Start EXERCISE INPUT

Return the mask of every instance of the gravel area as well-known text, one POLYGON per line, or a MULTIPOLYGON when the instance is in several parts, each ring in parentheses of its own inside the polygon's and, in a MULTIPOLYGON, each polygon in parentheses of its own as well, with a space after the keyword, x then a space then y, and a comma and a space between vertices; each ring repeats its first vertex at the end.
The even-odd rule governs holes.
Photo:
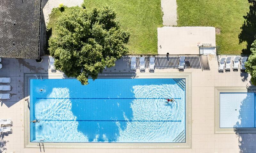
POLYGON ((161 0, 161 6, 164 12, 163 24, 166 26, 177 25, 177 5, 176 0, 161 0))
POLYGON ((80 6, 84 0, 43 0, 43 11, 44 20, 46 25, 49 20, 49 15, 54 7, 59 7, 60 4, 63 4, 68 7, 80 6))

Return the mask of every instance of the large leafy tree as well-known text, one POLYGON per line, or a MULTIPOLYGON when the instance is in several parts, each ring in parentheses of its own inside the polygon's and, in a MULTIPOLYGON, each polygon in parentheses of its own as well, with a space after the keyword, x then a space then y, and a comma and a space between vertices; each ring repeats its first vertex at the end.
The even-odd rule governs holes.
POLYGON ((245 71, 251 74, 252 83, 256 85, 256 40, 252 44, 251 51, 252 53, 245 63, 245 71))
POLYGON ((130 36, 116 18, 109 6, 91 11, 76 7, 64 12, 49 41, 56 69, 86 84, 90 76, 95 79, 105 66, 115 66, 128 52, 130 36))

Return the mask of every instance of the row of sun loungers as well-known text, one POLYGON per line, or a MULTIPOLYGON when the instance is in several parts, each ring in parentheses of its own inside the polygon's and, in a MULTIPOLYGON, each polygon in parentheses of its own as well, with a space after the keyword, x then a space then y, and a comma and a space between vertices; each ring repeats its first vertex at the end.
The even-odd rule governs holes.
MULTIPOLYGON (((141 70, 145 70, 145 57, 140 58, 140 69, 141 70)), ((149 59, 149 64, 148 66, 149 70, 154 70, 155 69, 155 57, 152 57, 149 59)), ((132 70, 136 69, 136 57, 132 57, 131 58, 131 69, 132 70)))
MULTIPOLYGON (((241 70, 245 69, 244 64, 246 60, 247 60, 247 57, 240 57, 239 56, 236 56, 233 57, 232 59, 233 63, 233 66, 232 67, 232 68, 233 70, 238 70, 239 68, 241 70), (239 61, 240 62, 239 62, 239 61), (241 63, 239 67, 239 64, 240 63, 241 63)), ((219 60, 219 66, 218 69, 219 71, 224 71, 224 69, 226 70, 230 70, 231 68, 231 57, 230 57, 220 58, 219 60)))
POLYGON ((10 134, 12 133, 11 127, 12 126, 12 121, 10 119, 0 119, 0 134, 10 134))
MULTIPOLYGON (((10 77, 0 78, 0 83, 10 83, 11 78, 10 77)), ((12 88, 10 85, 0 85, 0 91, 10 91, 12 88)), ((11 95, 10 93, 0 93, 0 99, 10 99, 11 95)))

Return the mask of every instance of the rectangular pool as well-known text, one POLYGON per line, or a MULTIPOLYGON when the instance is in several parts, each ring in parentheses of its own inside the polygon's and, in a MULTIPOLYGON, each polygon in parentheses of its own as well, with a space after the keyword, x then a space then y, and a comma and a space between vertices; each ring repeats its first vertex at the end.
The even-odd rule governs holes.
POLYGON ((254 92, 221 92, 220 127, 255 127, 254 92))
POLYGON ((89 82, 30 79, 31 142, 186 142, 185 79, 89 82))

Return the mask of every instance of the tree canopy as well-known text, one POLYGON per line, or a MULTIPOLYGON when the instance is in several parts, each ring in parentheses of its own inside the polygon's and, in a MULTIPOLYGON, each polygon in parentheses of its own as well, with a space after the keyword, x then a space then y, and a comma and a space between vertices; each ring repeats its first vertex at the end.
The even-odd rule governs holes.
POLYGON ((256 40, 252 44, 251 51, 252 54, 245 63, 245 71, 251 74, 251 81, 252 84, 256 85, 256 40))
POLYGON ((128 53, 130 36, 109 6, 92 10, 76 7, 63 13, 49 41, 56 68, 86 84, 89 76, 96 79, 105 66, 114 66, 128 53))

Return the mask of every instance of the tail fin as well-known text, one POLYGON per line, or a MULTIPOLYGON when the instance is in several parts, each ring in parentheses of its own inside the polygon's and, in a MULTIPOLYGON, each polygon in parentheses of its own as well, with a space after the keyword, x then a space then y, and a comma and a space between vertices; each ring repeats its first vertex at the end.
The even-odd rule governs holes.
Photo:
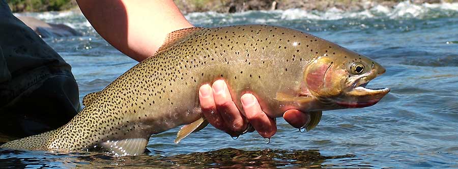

End EXERCISE INPUT
Start EXERCISE INPUT

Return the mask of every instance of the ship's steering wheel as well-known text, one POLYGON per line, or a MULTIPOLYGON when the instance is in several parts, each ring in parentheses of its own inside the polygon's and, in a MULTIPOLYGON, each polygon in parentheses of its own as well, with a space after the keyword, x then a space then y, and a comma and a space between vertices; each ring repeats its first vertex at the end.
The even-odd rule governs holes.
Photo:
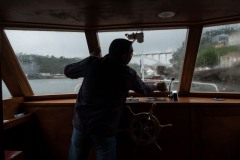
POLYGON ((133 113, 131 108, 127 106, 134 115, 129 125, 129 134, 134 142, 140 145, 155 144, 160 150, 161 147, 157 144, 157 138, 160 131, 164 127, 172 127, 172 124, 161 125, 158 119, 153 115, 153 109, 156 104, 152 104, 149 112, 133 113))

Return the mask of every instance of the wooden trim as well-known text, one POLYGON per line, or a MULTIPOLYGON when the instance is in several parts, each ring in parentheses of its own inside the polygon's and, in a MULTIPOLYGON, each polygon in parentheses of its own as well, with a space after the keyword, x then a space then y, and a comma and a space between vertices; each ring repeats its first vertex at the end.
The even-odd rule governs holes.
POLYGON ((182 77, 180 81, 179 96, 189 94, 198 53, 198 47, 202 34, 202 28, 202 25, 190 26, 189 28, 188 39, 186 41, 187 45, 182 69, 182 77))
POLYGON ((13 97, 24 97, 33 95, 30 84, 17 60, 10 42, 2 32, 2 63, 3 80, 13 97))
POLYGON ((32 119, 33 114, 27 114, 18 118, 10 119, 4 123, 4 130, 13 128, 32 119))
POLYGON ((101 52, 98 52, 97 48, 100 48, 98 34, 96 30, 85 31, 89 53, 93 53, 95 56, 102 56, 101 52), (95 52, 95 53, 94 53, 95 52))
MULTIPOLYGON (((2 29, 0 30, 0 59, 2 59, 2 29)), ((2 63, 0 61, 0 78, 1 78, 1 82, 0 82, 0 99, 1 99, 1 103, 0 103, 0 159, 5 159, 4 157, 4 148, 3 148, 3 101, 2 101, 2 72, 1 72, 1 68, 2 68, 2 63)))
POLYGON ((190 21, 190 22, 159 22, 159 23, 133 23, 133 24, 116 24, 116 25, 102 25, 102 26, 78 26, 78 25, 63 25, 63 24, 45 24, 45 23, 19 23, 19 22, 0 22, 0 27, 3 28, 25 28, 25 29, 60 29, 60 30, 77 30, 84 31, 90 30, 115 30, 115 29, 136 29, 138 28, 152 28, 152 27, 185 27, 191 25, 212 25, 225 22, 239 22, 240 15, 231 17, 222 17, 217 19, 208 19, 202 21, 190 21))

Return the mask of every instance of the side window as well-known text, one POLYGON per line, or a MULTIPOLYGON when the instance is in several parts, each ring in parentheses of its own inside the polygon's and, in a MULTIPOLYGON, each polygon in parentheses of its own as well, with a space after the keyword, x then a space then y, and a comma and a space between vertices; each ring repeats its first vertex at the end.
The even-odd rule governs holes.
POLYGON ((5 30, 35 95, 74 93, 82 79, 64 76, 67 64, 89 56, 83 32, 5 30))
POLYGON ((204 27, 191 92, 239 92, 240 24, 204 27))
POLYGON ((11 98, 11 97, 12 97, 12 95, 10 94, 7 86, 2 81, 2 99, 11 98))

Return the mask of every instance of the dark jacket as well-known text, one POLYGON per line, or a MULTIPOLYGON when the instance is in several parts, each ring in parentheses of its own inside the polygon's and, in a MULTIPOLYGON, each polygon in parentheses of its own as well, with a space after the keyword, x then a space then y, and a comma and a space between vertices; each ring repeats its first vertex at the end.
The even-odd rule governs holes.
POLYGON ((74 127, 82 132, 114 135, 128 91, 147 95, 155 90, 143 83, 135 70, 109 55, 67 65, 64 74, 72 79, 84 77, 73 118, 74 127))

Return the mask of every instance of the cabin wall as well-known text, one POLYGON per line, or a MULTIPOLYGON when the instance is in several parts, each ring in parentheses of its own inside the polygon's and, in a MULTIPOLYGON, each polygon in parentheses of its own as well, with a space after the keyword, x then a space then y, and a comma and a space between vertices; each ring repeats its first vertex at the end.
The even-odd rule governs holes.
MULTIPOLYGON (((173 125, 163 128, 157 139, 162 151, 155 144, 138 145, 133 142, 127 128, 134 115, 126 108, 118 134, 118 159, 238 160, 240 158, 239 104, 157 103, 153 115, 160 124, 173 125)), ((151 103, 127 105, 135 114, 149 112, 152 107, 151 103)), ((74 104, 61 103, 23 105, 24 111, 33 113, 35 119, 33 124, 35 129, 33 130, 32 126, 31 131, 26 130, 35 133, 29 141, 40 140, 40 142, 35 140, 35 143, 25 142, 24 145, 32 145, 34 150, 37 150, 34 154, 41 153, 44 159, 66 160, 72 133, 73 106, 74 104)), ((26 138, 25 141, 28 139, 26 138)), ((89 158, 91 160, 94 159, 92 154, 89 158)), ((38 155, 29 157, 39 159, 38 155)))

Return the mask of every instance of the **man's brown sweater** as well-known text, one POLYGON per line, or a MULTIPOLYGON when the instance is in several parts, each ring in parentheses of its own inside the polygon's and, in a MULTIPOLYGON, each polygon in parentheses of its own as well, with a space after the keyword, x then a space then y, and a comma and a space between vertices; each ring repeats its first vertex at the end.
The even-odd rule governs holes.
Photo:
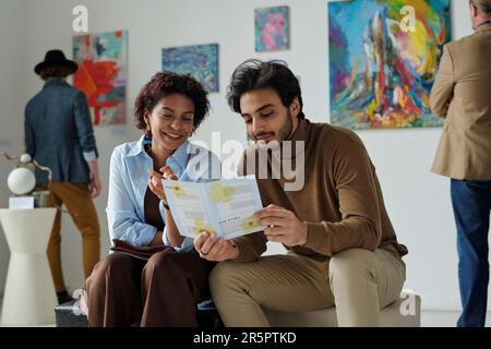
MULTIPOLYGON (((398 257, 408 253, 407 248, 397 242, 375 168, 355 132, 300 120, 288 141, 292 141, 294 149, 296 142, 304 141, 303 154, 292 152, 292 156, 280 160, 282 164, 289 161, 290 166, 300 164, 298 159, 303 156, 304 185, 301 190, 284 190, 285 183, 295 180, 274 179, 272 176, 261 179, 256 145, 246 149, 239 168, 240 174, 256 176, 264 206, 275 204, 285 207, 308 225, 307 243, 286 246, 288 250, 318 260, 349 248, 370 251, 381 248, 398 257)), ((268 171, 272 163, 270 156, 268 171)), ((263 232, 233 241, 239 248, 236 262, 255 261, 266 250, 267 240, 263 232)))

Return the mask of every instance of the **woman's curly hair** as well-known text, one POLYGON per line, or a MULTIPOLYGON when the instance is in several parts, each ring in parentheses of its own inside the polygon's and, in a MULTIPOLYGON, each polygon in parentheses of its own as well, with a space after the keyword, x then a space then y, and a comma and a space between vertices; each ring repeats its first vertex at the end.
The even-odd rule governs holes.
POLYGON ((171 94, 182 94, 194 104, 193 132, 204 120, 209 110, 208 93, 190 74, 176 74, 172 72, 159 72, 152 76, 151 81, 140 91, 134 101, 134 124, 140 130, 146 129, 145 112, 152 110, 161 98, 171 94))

End EXERCISE INPUT
Start EXERCISE INPUT

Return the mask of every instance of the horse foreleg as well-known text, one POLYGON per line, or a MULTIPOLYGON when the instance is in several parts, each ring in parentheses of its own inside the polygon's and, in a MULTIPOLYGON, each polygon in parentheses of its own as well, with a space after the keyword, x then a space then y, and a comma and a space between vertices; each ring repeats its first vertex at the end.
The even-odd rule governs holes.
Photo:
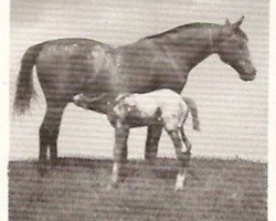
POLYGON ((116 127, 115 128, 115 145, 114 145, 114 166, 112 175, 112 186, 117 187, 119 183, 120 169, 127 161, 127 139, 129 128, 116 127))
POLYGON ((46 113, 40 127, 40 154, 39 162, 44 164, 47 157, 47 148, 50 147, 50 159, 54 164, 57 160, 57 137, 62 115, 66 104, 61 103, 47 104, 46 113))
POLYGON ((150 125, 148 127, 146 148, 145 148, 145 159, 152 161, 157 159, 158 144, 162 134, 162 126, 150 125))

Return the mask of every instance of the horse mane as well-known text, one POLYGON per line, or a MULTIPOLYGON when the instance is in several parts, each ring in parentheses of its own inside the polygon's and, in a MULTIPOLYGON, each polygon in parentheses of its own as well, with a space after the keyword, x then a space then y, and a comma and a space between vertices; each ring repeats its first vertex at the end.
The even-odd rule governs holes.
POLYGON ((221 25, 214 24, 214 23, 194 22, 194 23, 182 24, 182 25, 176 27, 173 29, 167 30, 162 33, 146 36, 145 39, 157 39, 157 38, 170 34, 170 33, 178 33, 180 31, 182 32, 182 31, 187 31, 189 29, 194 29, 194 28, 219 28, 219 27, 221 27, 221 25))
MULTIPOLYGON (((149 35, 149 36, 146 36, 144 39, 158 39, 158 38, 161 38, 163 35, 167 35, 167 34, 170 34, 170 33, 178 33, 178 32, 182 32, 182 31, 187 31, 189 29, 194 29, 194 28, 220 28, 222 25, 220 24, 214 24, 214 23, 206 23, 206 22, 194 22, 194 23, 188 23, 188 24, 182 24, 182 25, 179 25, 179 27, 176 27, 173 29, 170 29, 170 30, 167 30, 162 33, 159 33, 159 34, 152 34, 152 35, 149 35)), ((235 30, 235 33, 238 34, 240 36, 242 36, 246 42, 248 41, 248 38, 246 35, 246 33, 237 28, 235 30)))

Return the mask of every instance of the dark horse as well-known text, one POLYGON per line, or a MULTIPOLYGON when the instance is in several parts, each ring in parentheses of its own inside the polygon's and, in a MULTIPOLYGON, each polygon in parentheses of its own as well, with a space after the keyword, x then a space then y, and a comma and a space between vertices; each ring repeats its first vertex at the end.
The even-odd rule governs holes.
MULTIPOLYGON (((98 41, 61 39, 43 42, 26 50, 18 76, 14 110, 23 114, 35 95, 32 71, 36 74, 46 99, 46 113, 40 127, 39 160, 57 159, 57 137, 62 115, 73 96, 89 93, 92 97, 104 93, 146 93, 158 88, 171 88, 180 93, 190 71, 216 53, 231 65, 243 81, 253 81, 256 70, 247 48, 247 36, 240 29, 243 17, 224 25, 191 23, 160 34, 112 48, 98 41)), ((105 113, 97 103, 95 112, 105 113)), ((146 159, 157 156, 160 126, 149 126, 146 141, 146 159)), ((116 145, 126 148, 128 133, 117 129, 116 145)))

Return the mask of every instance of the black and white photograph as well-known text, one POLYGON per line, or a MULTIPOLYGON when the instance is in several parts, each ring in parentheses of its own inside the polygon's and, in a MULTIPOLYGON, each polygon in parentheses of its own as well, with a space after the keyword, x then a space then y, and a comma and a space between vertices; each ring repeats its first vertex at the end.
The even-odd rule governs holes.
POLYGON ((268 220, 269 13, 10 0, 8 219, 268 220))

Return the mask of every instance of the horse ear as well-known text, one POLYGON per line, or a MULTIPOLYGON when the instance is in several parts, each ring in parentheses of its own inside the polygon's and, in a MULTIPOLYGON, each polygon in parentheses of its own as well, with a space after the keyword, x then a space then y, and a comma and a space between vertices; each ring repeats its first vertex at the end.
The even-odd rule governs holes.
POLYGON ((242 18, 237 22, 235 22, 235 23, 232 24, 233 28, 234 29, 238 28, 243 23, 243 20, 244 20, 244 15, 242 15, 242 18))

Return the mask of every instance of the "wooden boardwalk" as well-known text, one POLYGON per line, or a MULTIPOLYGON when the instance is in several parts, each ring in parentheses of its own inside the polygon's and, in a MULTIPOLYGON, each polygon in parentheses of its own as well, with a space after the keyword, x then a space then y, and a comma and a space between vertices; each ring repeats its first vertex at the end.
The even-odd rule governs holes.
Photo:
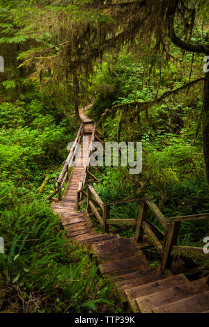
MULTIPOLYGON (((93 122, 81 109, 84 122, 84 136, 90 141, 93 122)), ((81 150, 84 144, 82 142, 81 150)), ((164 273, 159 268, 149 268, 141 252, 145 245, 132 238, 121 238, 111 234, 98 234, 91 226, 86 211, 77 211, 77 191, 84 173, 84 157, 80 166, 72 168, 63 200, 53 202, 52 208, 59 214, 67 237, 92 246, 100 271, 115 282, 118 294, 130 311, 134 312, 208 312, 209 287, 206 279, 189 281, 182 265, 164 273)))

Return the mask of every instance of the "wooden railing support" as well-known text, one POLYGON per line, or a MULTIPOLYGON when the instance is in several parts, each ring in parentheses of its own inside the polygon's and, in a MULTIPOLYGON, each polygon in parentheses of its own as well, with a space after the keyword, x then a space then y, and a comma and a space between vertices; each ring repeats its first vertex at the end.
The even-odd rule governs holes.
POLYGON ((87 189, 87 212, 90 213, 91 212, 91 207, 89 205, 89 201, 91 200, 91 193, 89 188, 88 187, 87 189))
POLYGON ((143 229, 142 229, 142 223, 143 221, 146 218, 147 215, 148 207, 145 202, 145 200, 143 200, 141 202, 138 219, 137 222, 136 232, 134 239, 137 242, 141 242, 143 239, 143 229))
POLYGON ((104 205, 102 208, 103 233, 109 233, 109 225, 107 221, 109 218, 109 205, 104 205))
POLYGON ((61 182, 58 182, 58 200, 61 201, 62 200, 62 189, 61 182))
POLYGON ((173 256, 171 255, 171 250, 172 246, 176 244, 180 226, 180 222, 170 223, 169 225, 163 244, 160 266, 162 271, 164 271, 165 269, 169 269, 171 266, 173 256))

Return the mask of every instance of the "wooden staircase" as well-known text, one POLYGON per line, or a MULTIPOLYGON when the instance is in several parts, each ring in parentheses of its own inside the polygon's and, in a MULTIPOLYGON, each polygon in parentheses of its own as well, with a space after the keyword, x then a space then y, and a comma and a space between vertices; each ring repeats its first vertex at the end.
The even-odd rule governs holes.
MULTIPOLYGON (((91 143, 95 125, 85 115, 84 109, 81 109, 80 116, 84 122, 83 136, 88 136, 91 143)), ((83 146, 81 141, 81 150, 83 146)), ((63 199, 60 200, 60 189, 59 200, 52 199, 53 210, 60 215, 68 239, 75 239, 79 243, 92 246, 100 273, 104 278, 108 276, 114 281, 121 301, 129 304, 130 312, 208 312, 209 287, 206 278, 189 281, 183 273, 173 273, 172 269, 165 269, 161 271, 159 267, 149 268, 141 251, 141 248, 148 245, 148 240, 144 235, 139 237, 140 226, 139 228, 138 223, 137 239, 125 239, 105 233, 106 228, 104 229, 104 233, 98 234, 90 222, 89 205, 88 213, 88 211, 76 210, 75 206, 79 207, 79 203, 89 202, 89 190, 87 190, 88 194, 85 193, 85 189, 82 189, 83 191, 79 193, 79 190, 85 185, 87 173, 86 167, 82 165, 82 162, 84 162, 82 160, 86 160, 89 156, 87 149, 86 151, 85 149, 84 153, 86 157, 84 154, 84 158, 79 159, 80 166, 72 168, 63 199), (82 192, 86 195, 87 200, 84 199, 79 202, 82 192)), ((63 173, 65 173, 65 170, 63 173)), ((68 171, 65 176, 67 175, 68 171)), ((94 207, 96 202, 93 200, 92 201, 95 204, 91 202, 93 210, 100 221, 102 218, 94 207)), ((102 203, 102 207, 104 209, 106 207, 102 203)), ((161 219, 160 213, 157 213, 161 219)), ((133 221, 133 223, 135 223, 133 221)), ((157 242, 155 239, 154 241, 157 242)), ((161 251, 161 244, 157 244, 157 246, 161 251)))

End EXERCISE INPUT

:: EXERCISE AIM ::
Print the lines starting at the one containing "Return the mask of every instance of the wooden" and ending at the one containing "POLYGON ((101 52, 98", both included, with no change.

:: THE OUTPUT ::
Return the mask of every instance of the wooden trim as well-known text, one POLYGON per line, or a MULTIPOLYGON when the instance is in several parts, each ring in parentheses of its own inside the polygon's and, in a MULTIPOLYGON, each polygon in parentheses of its own as well, with a space after the keyword, x then a space then y, and a comma and a space between vertices; each ring repeats its first vertex at the end.
The even-odd rule governs holes.
POLYGON ((182 77, 180 81, 179 96, 189 94, 198 53, 198 47, 202 34, 202 28, 202 25, 190 26, 189 28, 188 39, 186 41, 187 45, 182 69, 182 77))
POLYGON ((13 97, 24 97, 33 95, 30 84, 17 60, 10 42, 2 32, 2 63, 3 80, 13 97))
POLYGON ((32 119, 33 114, 27 114, 18 118, 10 119, 4 123, 4 130, 13 128, 32 119))
POLYGON ((101 52, 98 52, 97 48, 100 48, 98 34, 96 30, 85 31, 89 53, 93 53, 95 56, 102 56, 101 52), (95 52, 95 53, 94 53, 95 52))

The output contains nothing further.